It’s good for a laugh.
He’s been living and working as an American for 30 years. In his pith helmet and trench coat, he’s a Tower District icon who helped create and foster an artist community from which sprang the Rogue Festival—among other things. But now it’s time to make things official with the government.
Of course, as is his style, he’s going to film it and blog it and put it out as a project piece, “Da Year I Became an American Citizen.” To help move the project forward—raise some money—he’s hosting a Webathon, 5 to 7 p.m. Sunday. This will be old-fashioned telethon fun with special guest appearances, a tally-board, even a balloon drop. We emailed Nunis to get some more information on the project and why he chose to take it to the web.
Tell us about the Webathon? How’d that idea come about and what can people expect?
Basically, I was wondering about a creative fun way I could widen the exposure to my Kickstarter project. Then I remembered that I spent my first ever weekend in America I watching the full 22 hours of the Jerry Lewis telethon. That's how the idea was hatched. If it was good enough for Jerry... why not any of us? With the technology available these days I could live stream it internationally. At the moment I'm still putting things together. Trying to tap some of my talented friends to perform. The line-up should be posted pretty soon. It will only run two hours and I'm hoping it will be fun, wacky and entertaining for the most part. Heck, Elvis may turn up.
Right now you’re also working on a documentary about becoming an American citizen. When did you decide you wanted to become a citizen (why now?) and why the choice to film it?
That's a loaded question. The short answer is that my Green Card is up for renewal, so I thought why not go all the way? Heck, I've been here for over 30 years - this is home now. The choice to film it stems mostly from the fact that most natural born citizens have little or no idea what the process entails. Hopefully this will also be of use to other new citizens as well. But there is also a deeper question that I hope to pose to those who watch it - "What does it mean to be an American?" Start with a loaded question and end with one, eh?
There is a lot of talk about immigrants right now (especially in certain other states). Will those issues factor into the project? Is this a political piece, I guess is what I am asking?

EXTRACTED ENTRIES:
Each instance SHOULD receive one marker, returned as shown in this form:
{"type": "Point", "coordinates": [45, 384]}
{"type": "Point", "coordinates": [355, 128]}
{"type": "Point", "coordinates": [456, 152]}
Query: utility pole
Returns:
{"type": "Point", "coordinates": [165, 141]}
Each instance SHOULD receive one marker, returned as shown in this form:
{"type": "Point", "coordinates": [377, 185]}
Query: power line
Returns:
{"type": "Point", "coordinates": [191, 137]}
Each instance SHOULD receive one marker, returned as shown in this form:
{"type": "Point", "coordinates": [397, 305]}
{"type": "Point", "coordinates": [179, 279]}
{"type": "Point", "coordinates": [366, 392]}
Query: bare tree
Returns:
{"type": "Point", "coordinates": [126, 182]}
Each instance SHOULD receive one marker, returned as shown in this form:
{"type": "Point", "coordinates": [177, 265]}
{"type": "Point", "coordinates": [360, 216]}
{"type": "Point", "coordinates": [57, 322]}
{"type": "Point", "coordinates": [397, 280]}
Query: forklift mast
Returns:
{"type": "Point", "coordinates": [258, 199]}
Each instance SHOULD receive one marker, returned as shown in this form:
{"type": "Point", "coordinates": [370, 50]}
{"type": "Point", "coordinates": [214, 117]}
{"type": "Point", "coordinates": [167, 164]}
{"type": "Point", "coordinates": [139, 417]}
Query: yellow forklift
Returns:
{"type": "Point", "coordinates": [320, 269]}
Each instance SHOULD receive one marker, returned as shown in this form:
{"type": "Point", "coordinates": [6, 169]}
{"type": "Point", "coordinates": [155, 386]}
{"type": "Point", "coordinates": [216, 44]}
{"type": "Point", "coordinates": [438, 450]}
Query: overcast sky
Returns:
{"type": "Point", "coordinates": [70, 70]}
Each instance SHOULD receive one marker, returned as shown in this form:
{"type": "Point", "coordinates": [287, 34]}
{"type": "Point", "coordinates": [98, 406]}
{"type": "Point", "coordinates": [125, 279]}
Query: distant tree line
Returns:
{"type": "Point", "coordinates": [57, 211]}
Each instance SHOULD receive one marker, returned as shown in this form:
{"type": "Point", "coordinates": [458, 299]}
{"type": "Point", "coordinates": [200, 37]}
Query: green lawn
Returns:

TASK TO COMPLETE: Please resume the interview about Nunis's citizenship project from the point where it stops. Those lines have no role here.

SOLVED PROBLEM:
It will certainly touch on these issues. This is an interesting time socially, economically and politically. It is an extremely complex issue with no easy answers. I don't pretend to have the answers. It is not exclusively political piece. I'm shooting for entertaining and informative... with some thought to spare.
This is sort of self-explanatory, I know, but how is this project different from others that you have done?
The medium of video just extends another mode for me to tell stories. Until a few years ago, it was exclusively live theatre. Also, this being a documentary all I am able to do is a brief outline... then throw caution to the wind and see what happens. Real life is unpredictable. That's the exciting part. Then of course there is the challenge of cobbling it all together for structure and to see what story emerges. What I used to do was akin to landscaping a manicured garden... this is more like grabbing a handful of wild seed and tossing it on the lawn to see what dominates.
Is the documentary purely an artistic endeavor? What are you hoping to get from the experience?
I'm sure creativity will be involved, but ultimately I just want to tell a story - hopefully a good one. One that entertains and perhaps provokes thought. f it is good enough it will achieve wider exposure.
Are you working on anything else at the moment (this is a leading question, I know)?
There are a few projects in the works. Some three-minute movies. A couple of theatre pieces - one of which will deal with Alzheimer's disease. But that's another story (EDITOR’S NOTE: It sure is. An exciting one that might include a few Rogue Festival veterans. We will keep you updated).
Is there anything else you want to share?
I'll keep it plain and simple - watch the Webathon and help fund this project. The funding deadline is May 19. Give and give generously.